[Referring expression data]
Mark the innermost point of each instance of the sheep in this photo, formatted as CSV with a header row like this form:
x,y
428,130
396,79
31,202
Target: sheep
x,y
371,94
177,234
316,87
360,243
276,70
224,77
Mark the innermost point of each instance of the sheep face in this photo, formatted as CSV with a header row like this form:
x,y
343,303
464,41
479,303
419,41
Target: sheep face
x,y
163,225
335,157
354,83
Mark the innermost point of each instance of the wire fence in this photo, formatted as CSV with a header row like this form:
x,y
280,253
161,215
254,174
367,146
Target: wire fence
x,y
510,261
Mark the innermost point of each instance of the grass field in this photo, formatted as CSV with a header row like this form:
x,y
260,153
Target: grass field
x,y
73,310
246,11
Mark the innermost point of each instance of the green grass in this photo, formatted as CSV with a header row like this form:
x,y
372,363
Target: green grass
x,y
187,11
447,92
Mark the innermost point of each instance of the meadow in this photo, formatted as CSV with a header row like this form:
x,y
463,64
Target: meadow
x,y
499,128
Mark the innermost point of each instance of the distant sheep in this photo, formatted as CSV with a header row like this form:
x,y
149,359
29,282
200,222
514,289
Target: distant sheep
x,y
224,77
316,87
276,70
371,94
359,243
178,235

* [PROMPT]
Among the entries above, how many lines include the word "point"? Reply with the number only.

* [OUTPUT BELOW]
7